Convert the records below, from the line with "220, row 105." up to and including the line with "column 311, row 180", into a two-column CSV with headers note and points. Give one row per record, with its text and its answer each in a single quoted field and line breaks replaced by spaces.

++++ EXTRACTED RECORDS ++++

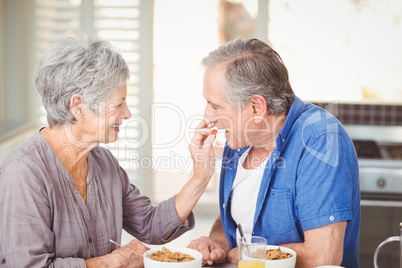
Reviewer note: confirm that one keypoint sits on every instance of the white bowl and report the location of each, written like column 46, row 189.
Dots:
column 197, row 263
column 285, row 263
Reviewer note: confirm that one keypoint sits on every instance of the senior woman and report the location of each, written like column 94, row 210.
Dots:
column 62, row 197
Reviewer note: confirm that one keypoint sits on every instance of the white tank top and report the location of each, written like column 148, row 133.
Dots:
column 244, row 193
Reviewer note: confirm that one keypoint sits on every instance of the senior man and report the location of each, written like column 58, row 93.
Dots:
column 289, row 169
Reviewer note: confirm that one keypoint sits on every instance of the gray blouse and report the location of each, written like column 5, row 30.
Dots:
column 44, row 222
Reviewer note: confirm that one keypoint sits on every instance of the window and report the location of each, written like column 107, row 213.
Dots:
column 15, row 66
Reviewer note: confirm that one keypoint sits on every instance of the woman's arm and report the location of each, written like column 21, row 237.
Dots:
column 202, row 153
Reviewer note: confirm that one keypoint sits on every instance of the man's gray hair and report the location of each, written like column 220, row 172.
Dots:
column 78, row 64
column 252, row 67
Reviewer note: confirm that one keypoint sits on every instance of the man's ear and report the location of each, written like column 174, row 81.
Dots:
column 259, row 105
column 77, row 106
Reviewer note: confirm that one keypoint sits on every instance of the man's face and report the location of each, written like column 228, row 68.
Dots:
column 220, row 112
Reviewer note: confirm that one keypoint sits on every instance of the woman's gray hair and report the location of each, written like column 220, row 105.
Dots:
column 252, row 67
column 78, row 64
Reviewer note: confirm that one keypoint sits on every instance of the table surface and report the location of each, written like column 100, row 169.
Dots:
column 223, row 265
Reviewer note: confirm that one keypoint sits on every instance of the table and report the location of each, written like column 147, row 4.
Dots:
column 223, row 265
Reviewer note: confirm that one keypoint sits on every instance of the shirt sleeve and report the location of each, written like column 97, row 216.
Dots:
column 325, row 178
column 26, row 236
column 151, row 224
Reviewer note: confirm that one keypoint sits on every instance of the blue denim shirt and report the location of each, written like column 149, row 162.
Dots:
column 311, row 180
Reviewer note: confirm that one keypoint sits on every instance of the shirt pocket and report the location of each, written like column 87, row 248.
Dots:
column 278, row 213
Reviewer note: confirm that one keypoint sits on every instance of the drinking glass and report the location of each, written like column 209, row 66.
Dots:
column 252, row 252
column 390, row 239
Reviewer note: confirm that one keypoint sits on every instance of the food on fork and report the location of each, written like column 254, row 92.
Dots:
column 277, row 254
column 167, row 256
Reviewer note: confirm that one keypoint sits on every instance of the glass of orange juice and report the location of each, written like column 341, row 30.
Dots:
column 252, row 251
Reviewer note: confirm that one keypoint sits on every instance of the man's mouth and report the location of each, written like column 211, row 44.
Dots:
column 115, row 127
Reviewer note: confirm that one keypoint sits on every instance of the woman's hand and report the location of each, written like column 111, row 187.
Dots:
column 202, row 151
column 121, row 257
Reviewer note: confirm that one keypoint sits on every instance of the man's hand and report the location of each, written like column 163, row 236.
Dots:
column 211, row 251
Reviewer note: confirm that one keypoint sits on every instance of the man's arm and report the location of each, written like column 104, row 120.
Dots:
column 321, row 246
column 214, row 247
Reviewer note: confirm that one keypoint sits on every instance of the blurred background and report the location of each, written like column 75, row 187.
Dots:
column 345, row 52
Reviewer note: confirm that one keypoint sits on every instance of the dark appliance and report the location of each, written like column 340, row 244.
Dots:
column 379, row 151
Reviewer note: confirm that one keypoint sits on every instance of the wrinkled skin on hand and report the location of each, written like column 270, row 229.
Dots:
column 122, row 257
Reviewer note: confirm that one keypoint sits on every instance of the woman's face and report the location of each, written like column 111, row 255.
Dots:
column 106, row 126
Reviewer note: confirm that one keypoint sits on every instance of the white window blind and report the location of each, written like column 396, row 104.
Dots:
column 127, row 24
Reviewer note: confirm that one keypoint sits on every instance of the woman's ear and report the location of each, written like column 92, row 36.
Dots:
column 259, row 105
column 77, row 106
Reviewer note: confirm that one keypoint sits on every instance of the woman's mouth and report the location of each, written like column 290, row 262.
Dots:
column 115, row 128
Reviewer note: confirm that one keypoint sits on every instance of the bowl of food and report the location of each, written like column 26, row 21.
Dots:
column 172, row 257
column 280, row 257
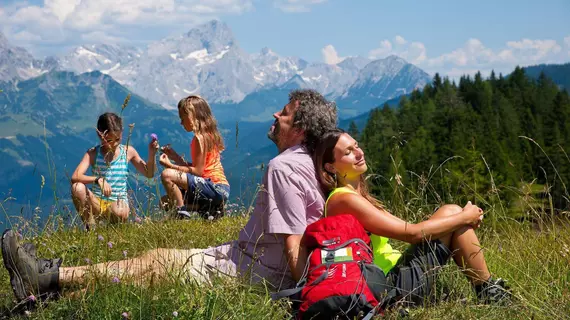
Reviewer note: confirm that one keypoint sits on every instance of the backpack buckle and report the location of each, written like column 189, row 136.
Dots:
column 330, row 242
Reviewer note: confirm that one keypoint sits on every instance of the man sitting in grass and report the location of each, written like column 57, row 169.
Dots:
column 268, row 247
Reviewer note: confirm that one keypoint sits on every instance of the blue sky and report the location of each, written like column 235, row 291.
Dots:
column 451, row 37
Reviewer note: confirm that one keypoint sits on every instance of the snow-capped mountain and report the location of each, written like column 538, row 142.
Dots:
column 380, row 81
column 17, row 63
column 209, row 61
column 102, row 57
column 272, row 69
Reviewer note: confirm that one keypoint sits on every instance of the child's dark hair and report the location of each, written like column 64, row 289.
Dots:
column 109, row 122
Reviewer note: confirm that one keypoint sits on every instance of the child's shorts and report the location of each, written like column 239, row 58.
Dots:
column 206, row 194
column 104, row 205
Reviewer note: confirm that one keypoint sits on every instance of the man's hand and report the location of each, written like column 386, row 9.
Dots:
column 296, row 255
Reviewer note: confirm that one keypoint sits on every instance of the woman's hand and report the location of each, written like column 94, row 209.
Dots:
column 474, row 215
column 165, row 161
column 167, row 149
column 105, row 187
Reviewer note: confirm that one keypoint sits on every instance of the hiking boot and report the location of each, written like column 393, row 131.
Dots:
column 31, row 279
column 493, row 291
column 186, row 215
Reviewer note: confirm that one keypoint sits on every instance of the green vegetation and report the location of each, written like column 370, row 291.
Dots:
column 499, row 142
column 486, row 137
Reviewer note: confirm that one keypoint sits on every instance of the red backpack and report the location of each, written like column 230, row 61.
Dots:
column 340, row 279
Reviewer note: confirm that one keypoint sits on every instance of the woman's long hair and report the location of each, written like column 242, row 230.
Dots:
column 324, row 153
column 204, row 123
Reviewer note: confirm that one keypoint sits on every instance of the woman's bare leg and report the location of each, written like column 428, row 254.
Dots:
column 157, row 263
column 464, row 244
column 85, row 203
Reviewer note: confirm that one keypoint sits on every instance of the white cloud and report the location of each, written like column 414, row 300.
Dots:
column 400, row 40
column 295, row 6
column 414, row 52
column 474, row 56
column 70, row 22
column 330, row 56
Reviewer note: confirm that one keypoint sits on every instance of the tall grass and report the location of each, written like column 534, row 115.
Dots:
column 533, row 254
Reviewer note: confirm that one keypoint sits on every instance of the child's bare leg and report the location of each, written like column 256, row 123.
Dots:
column 157, row 263
column 173, row 180
column 119, row 211
column 83, row 199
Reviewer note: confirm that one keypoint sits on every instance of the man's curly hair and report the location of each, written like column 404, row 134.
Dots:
column 315, row 115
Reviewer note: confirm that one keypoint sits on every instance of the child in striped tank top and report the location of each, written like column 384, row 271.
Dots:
column 109, row 161
column 200, row 185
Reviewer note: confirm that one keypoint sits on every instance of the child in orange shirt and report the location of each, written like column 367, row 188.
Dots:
column 205, row 184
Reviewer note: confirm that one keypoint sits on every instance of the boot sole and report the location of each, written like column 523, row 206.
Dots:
column 15, row 278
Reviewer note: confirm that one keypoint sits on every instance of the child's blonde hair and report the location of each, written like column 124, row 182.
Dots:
column 204, row 123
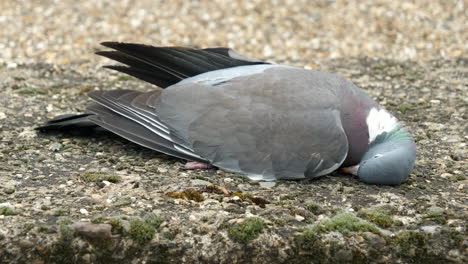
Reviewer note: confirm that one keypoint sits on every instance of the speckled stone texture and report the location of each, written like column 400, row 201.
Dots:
column 67, row 198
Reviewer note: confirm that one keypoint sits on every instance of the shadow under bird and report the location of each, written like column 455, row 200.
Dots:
column 266, row 121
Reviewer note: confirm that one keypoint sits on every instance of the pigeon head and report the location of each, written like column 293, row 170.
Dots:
column 391, row 154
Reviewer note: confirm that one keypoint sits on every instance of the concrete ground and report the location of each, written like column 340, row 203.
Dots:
column 100, row 199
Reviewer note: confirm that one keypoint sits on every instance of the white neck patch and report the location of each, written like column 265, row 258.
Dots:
column 379, row 121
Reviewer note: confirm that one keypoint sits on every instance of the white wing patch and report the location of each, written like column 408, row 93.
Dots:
column 379, row 121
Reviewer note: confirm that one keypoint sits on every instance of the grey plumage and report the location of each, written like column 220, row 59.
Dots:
column 246, row 116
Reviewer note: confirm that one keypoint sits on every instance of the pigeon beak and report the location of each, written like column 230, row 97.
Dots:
column 351, row 170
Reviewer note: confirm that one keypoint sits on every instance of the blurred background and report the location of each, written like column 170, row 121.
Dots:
column 69, row 31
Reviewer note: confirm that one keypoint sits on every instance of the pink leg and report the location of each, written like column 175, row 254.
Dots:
column 193, row 165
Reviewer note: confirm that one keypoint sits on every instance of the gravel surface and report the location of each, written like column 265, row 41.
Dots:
column 100, row 199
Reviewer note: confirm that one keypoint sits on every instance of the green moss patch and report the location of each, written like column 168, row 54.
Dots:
column 187, row 195
column 4, row 210
column 246, row 231
column 344, row 223
column 94, row 176
column 142, row 231
column 379, row 216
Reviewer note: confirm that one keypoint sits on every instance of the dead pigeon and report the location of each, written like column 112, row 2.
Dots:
column 267, row 121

++++

▶ EXERCISE RESULT
note,points
"Reviewer note: confirm that one keypoint sits on every instance of the woman's gray hair and report the location of each, written like column 220, row 105. Dots:","column 252, row 67 column 78, row 64"
"Reviewer note: confirm that one keypoint sits on every instance of the table surface and report the location of each, written like column 100, row 169. Dots:","column 223, row 265"
"Reviewer note: confirm that one keypoint sits on every instance of the table and report the location of each, written like column 147, row 4. Dots:","column 223, row 265"
"Reviewer note: confirm that one keypoint sits on every instance of the shirt sleeve and report the location of each, written like column 97, row 216. Dots:","column 325, row 178 column 26, row 236 column 151, row 224"
"Reviewer note: confirm that one keypoint sits on every instance of the blue denim shirt and report the location of each, written like column 149, row 162. Dots:","column 311, row 180"